Start of INFORMATION SHOWN

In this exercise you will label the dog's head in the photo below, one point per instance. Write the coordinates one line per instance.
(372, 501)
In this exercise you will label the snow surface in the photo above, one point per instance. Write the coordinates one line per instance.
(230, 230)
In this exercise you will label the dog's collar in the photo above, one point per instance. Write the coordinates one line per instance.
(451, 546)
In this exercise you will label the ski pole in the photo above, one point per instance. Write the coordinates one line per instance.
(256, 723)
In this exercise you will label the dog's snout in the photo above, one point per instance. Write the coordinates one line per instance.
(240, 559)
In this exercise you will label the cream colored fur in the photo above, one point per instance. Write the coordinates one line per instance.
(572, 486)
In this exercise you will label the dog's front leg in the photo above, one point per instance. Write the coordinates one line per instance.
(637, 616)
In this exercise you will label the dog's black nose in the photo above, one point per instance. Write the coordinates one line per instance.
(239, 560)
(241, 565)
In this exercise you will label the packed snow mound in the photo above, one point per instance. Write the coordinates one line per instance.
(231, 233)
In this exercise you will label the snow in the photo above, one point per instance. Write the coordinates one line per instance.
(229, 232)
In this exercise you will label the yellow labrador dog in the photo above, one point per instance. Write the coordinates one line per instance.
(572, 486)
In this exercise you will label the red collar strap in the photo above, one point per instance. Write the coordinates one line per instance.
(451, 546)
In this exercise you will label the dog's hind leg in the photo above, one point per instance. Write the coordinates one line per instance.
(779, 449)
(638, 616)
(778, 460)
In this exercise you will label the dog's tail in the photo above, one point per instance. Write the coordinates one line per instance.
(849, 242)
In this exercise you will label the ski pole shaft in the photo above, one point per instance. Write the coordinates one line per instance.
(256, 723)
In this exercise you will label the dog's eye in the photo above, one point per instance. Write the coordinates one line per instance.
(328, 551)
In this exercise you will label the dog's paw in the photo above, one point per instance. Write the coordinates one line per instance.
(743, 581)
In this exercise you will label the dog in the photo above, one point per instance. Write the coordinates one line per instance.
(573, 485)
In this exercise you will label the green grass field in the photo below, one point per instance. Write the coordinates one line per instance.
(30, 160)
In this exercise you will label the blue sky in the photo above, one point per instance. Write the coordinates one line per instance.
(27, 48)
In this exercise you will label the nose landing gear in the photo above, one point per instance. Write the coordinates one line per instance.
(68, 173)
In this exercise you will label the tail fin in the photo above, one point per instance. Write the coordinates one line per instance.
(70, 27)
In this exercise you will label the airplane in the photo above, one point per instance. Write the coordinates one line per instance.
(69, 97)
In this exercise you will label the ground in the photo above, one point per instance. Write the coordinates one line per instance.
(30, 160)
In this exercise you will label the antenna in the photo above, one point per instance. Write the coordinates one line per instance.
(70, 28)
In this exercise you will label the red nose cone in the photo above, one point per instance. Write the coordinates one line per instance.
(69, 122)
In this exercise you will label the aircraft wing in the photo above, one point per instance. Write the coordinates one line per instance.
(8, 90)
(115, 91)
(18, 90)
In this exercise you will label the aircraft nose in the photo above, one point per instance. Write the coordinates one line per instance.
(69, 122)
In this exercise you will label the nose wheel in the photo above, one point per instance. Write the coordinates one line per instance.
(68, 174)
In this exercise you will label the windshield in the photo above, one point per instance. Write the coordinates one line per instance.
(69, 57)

End of INFORMATION SHOWN

TASK> Rewrite everything from the line containing "In this exercise you will label the aircraft nose" down to the end of the records, requests included. Scale every coordinate in the answers by 2.6 and round to whole numbers, with halves rounded up.

COMPLETE RESPONSE>
In this exercise you will label the aircraft nose in the photo above, one point per instance. Write the coordinates one line per instance.
(179, 317)
In this exercise you will label the nose wheel in the photo above, one point per instance. Write the coordinates one line per instance.
(177, 452)
In this exercise you will label the windshield in the photo above, one point per instance. Write the coordinates one line per instance.
(179, 148)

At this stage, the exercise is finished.